■ **Given exercise**:
Write out the whole listing again, exactly as given.
-------- Data extract --------
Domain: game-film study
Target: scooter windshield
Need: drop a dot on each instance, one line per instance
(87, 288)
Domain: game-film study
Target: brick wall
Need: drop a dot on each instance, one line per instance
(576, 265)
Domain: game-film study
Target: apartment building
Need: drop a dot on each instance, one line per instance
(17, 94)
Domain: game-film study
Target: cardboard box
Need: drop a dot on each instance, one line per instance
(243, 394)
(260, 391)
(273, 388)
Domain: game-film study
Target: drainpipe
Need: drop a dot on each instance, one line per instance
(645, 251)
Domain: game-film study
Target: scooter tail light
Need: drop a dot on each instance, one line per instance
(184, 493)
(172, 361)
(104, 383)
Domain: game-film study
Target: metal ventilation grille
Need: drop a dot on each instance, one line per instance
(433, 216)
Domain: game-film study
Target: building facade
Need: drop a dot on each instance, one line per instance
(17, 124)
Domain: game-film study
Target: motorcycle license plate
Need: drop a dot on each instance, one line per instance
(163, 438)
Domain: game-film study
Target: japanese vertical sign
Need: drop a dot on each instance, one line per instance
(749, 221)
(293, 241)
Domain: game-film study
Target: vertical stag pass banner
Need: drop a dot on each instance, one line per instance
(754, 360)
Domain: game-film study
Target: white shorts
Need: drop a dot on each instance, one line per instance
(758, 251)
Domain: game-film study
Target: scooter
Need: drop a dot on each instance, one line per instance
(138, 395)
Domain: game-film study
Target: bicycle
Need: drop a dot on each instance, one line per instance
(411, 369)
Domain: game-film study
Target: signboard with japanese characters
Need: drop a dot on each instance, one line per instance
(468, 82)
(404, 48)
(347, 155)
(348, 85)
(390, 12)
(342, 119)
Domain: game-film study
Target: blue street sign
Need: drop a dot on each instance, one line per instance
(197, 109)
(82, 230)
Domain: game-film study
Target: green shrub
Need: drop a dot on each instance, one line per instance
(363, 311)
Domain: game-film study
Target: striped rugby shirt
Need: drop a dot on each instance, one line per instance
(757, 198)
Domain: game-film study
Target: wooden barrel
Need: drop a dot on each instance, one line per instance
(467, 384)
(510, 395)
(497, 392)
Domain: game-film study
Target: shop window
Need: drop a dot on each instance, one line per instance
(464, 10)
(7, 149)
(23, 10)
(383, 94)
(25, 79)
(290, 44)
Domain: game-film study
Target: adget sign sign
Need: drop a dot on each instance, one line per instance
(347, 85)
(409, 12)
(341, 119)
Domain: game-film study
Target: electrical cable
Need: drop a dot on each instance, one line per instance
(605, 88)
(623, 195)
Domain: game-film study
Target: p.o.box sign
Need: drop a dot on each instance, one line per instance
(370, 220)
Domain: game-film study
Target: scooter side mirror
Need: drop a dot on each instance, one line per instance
--------
■ **The solution**:
Domain: game-film study
Target: scooter windshield
Need: drop a dot on each instance, one line per instance
(87, 288)
Domain: game-film study
Target: brick wall
Need: drop a dot on each instance, one line per instance
(576, 265)
Domain: game-film study
Target: apartment building
Need: drop a dot on each instance, one line per instance
(17, 94)
Domain: game-film study
Target: cardboard box
Need: drop a dot on each instance, one line per instance
(243, 394)
(260, 391)
(273, 388)
Domain: game-film study
Target: drainpipe
Need: drop a dot on each instance, one line per instance
(645, 251)
Domain: game-film study
Target: scooter tail light
Need: drop a dot on each instance, one line per instance
(184, 493)
(172, 361)
(104, 383)
Domain: game-film study
Target: metal ventilation grille
Need: drop a dot on each instance, one line per instance
(433, 216)
Domain: game-film study
Target: building facade
Need: drop a dot on each instance, one line per instance
(17, 124)
Domain: game-film study
Target: motorcycle license plate
Need: drop a dot on each instance, one line per instance
(163, 438)
Domain: game-film study
Target: japanese vertical sign
Need: drop a dot on each instance, one line per instance
(749, 221)
(293, 241)
Domain: game-film study
Target: vertical stag pass banner
Need: drop a dot on each instance, one line per instance
(754, 360)
Domain: game-film study
Target: white shorts
Need: drop a dot on each instance, one line per instance
(758, 251)
Domain: game-film study
Target: scooter
Need: drop a dot on each instance, one line per instance
(138, 395)
Domain: game-film study
Target: bicycle
Need: drop a dot on each instance, one line per instance
(411, 369)
Domain: game-film study
Target: signboard with japanese characters
Need: drop a dot on each instance, one line per instance
(468, 82)
(404, 48)
(347, 155)
(348, 85)
(390, 12)
(342, 119)
Domain: game-film study
Target: blue street sign
Need: drop a dot on each instance, one line per instance
(197, 109)
(82, 230)
Domain: game-film study
Target: green shrub
Need: drop a dot on each instance, one line per instance
(363, 311)
Domain: game-film study
Target: striped rugby shirt
Need: drop a dot on each instance, one line per instance
(757, 198)
Domain: game-film study
Target: wooden barrel
Need: drop a dot on each instance, one line per instance
(467, 384)
(510, 395)
(497, 392)
Domain: game-film study
Target: shop window
Need: drop a dot on each instance, one line per instance
(464, 10)
(7, 149)
(23, 10)
(383, 94)
(25, 79)
(290, 44)
Domain: game-film study
Target: adget sign sign
Need: drop a dot on each instance, one line per instance
(347, 85)
(409, 12)
(341, 119)
Domain: game-film study
Target: electrical cable
Need: drop a dot on each instance, one line per instance
(605, 88)
(623, 195)
Domain: game-film study
Target: p.o.box sign
Need: drop a dot on each instance, one line per instance
(370, 220)
Domain: game-film study
Target: scooter side mirror
Need: drop a dot on each instance, one line per instance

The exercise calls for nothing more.